▸ **TEKS PILIHAN**
------------------------

Harmonisasi Zakat dalam Sistem Pajak di Indonesia

Setelah melewati bulan Ramadan, ada satu hal yang perlu kita renungkan, yaitu berkenaan dengan zakat. Sebagai negara berpenduduk muslim terbesar di dunia dengan jumlah penduduk muslim sekitar 202 juta jiwa yaitu 88,2% dari total penduduk (wikipedia.org), sungguh ironis bahwa zakat di negara kita belum dikelola dengan baik. Hal ini nampak dari tidak adanya aturan perundangan tentang zakat dan juga pengelolaan zakat yang tidak terkoordinasi secara tersistem.

Berdasarkan kajian dari Bank Pembangunan Asia “Asian Development Bank (ADB)” potensi zakat di Indonesia mencapai Rp100 triliun. (media indonesia.com). Tentu ini angka yang cukup fantastis. Jika dibandingkan dengan zakat yang dihimpun oleh Baznas, mencapai 10% dari Rp. 100 triliun saja belum. 

Mengapa Zakat di Indonesia masih belum optimal?

------------------------

▸ **SOAL**
[1] Dalam teks tentang zakat, berapa besar potensi zakat di Indonesia menurut kajian Bank Pembangunan Asia?
[2] Sebutkan semua lembaga dan situs web yang disebut namanya dalam teks tentang zakat.
[3] Tentukan apakah setiap pernyataan berikut sesuai dengan teks tentang zakat.
(a) Indonesia disebut sebagai negara berpenduduk muslim terbesar di dunia.
(b) Indonesia sudah memiliki aturan perundangan tentang zakat.
(c) Zakat yang dihimpun Baznas sudah melebihi 10% dari Rp100 triliun.

▸ **CUPLIKAN DATA**
------------------------

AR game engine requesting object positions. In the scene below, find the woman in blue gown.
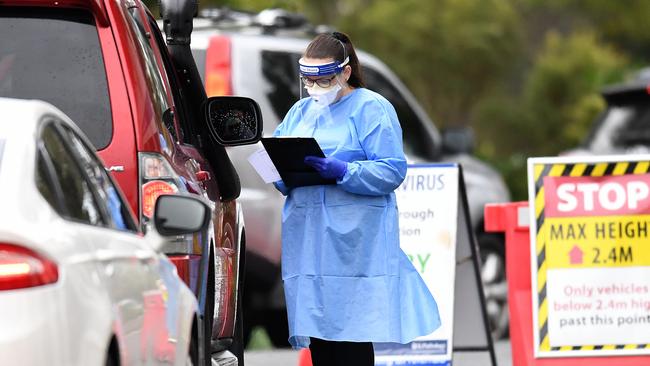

------------------------

▸ **JAWABAN TIAP SOAL**
[1] Potensi zakat di Indonesia mencapai Rp100 triliun.

[2]
- wikipedia.org
- Bank Pembangunan Asia (Asian Development Bank/ADB)
- media indonesia.com
- Baznas

[3]
(a) Ya: "Sebagai negara berpenduduk muslim terbesar di dunia"
(b) Tidak: "tidak adanya aturan perundangan tentang zakat"
(c) Tidak: "mencapai 10% dari Rp. 100 triliun saja belum"